- [Objective]:
Set out every line from the one containing "Please examine the photo and determine if any white pickup" down to the one containing "left=602, top=43, right=630, bottom=66", both included, as a JSON list of strings with one string per line and blank lines omitted.

- [Supplied material]:
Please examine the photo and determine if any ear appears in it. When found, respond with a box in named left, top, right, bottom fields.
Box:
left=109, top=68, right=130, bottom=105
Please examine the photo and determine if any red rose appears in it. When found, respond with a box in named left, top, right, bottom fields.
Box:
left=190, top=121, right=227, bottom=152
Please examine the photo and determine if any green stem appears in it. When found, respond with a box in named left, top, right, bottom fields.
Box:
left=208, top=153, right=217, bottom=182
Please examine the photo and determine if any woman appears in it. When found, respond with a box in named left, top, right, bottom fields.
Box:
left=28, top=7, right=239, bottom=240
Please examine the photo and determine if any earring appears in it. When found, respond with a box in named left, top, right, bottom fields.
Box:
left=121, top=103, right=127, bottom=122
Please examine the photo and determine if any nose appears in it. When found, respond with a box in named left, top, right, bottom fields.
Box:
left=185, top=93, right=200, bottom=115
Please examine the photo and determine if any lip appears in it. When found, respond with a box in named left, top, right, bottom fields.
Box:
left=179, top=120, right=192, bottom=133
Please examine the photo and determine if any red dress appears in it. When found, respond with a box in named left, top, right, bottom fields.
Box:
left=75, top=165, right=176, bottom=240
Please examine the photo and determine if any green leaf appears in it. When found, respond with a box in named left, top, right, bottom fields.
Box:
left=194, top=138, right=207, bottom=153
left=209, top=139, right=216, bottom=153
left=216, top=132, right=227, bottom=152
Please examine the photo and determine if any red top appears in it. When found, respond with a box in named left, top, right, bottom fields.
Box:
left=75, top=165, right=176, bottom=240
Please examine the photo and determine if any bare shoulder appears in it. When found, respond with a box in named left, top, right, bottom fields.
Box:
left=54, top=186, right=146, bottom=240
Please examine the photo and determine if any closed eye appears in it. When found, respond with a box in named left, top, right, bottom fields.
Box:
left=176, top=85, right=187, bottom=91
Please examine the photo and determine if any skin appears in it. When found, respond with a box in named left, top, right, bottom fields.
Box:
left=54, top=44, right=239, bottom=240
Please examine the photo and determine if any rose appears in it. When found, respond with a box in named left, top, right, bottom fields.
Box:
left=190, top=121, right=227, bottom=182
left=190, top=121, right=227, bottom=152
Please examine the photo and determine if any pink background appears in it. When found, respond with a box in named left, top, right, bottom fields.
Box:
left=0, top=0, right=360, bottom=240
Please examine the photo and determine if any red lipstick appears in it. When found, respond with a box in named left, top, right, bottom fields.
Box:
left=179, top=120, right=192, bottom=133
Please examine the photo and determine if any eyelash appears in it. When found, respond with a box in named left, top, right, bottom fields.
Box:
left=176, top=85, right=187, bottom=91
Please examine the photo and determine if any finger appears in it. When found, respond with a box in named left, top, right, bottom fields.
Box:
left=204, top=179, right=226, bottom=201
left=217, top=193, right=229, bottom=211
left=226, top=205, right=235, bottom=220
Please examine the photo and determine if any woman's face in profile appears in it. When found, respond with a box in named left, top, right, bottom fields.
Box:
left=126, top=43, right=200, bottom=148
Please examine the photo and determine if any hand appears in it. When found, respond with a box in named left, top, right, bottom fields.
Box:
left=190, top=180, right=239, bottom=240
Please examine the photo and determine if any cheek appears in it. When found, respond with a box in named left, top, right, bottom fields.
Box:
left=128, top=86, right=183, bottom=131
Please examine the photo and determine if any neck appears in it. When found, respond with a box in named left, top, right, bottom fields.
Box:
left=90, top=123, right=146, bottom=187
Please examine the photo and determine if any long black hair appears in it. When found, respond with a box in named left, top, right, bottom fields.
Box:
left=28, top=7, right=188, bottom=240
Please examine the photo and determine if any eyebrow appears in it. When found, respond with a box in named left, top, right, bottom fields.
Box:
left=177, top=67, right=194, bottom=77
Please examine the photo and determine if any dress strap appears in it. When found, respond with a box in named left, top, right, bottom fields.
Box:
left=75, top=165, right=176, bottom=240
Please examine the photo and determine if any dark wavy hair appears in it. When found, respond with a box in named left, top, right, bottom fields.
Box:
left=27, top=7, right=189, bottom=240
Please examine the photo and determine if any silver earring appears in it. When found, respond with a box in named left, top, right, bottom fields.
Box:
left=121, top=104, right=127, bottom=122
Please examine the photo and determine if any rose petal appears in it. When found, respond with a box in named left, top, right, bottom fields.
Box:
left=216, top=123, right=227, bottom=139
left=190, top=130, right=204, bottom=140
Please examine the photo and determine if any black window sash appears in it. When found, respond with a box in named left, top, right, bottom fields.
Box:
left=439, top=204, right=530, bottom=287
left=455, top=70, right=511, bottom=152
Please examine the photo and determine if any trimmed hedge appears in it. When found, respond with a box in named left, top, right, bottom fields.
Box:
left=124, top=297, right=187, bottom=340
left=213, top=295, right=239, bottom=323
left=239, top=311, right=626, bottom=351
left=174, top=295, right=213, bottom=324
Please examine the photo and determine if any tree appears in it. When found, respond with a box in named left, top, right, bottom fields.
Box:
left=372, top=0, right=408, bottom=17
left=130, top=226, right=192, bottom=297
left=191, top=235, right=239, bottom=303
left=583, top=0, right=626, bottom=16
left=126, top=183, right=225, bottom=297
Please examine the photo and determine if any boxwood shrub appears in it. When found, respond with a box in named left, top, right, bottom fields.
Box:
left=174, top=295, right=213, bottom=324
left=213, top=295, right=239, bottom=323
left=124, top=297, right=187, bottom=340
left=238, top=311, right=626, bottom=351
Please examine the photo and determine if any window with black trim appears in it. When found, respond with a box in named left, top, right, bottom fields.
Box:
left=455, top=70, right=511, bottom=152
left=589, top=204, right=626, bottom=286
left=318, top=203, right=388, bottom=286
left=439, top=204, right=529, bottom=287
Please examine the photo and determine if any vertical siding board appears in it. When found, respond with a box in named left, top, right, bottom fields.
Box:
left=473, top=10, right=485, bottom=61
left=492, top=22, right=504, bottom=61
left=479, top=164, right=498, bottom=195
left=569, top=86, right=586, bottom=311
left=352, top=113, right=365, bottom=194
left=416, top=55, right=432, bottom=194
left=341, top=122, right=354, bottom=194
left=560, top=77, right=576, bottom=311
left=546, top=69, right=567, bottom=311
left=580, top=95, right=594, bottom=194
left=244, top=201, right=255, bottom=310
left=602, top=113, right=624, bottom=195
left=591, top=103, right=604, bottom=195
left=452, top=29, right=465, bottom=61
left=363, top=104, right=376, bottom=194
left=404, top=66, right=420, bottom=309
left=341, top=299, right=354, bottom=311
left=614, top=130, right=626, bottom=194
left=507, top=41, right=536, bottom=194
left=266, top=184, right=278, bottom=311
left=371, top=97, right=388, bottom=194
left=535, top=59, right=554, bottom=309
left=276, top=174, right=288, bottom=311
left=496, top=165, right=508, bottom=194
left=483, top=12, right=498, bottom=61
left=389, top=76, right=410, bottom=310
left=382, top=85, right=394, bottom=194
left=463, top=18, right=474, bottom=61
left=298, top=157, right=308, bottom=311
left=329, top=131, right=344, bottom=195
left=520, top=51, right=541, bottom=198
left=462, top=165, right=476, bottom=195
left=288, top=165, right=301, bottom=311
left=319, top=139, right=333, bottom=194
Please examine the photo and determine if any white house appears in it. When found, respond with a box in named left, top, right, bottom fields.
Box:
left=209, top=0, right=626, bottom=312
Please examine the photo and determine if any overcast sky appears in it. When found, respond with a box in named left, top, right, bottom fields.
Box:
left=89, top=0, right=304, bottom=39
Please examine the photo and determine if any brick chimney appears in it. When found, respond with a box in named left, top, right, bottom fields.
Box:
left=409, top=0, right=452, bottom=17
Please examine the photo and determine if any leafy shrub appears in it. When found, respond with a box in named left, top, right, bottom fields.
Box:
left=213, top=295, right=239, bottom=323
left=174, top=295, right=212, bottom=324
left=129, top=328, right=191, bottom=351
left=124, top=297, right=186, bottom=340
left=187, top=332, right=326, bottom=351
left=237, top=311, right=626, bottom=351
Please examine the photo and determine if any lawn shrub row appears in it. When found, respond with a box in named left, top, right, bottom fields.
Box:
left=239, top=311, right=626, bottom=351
---
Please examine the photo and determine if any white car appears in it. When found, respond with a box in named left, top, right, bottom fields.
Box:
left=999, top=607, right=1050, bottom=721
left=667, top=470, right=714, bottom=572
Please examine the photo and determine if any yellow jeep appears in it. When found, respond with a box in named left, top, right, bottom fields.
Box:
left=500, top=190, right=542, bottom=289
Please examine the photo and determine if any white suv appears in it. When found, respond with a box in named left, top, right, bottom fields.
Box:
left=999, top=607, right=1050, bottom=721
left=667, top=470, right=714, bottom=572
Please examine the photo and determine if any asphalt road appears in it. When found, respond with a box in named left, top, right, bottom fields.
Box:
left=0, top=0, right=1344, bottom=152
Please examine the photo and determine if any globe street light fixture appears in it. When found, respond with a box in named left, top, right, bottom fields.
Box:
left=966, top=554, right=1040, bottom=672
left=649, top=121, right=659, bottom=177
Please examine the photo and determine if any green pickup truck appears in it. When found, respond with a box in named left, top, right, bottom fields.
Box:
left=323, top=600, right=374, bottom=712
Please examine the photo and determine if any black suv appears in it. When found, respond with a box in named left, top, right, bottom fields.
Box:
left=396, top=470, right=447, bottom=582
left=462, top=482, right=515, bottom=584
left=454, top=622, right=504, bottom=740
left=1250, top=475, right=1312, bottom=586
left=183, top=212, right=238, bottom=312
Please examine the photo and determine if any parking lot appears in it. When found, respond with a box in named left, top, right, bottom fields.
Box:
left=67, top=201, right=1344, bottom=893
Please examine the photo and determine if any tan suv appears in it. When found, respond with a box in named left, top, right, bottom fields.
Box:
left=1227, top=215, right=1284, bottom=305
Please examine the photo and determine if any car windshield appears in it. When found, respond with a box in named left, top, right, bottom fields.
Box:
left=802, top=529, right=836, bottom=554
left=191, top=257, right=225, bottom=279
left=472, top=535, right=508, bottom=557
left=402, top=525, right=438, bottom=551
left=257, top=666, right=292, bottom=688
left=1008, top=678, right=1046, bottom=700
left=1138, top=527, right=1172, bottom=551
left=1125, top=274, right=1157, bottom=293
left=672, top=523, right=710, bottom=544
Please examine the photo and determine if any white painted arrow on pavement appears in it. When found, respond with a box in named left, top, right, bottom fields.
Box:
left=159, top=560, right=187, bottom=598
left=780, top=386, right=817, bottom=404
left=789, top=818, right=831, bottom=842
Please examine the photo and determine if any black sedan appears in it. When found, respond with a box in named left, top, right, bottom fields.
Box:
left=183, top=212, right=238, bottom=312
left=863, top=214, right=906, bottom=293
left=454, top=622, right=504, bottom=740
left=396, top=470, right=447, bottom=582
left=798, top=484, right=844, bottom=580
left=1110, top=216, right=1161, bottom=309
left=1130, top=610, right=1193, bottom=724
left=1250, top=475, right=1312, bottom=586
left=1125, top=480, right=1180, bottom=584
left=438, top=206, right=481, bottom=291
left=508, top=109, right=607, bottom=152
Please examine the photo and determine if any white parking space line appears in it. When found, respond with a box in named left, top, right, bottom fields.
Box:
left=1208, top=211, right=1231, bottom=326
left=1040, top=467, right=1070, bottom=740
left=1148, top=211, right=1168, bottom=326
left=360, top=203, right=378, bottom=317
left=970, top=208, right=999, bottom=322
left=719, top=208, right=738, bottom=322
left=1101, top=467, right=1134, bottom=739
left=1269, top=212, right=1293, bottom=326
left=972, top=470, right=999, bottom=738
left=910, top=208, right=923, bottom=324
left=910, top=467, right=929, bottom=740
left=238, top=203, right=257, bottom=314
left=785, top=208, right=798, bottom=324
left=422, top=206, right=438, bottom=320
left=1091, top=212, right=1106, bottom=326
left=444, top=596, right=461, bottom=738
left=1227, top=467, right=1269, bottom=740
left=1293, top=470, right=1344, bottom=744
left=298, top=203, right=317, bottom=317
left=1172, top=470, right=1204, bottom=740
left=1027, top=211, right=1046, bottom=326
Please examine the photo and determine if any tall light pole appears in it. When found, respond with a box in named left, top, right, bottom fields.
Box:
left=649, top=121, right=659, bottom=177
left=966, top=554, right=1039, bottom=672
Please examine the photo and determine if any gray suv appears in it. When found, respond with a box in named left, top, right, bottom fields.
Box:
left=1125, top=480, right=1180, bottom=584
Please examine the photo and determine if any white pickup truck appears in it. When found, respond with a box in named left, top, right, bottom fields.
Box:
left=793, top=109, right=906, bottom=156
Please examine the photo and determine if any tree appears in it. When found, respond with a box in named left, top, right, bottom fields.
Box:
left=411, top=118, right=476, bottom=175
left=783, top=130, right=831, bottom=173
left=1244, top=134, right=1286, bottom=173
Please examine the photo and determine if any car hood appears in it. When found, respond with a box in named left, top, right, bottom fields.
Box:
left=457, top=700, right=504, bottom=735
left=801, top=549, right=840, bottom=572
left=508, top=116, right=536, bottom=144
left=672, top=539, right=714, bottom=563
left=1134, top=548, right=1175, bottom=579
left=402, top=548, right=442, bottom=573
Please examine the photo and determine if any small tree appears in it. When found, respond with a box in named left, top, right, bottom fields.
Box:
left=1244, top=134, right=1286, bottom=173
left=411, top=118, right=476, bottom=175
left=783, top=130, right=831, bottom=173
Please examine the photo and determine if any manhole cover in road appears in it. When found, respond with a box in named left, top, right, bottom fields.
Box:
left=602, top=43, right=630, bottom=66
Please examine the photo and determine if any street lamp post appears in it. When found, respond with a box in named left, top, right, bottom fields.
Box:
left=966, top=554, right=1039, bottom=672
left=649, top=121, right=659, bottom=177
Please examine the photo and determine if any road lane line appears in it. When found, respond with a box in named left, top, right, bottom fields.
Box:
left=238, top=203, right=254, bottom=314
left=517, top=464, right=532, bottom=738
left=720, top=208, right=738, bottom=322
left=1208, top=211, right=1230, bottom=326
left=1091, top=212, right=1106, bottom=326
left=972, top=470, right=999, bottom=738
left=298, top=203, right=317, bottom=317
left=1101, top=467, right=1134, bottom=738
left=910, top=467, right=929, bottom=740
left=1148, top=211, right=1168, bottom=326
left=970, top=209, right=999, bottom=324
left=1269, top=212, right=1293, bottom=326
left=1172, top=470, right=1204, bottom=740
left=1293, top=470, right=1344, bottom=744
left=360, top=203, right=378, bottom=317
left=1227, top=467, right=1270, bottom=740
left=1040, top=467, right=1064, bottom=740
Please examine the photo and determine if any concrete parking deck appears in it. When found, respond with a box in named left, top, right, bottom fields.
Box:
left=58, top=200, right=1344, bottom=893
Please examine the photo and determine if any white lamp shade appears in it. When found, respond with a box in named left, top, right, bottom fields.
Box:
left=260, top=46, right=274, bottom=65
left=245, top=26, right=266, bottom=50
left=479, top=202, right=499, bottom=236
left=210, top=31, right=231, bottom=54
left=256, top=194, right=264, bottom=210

- [Final result]:
[
  "Please examine the photo and determine if any white pickup truck appears in it. When found, respond with a box in named left, top, right, bottom fields.",
  "Box:",
  "left=793, top=109, right=906, bottom=156",
  "Please examine the photo and determine if any tree appears in it. When found, respond with a box in named left, top, right, bottom fields.",
  "Box:",
  "left=411, top=118, right=476, bottom=175",
  "left=783, top=130, right=831, bottom=173",
  "left=1244, top=134, right=1286, bottom=173",
  "Please examine the photo and determine if any car hood appears in it. When found, respond with a box in named left, top, right, bottom fields.",
  "Box:",
  "left=457, top=700, right=504, bottom=735",
  "left=801, top=549, right=840, bottom=572",
  "left=508, top=116, right=536, bottom=144",
  "left=672, top=539, right=714, bottom=563",
  "left=1134, top=548, right=1175, bottom=579",
  "left=402, top=548, right=442, bottom=573",
  "Please examine the photo and determine if any small tree appears in it. When found, respond with a box in named left, top, right, bottom fields.",
  "Box:",
  "left=1244, top=134, right=1286, bottom=173",
  "left=411, top=118, right=476, bottom=175",
  "left=783, top=130, right=831, bottom=173",
  "Please examine the photo and determine if any manhole cover in road appears in it. When found, respond with a box in named left, top, right, bottom fields.",
  "Box:",
  "left=602, top=43, right=630, bottom=66"
]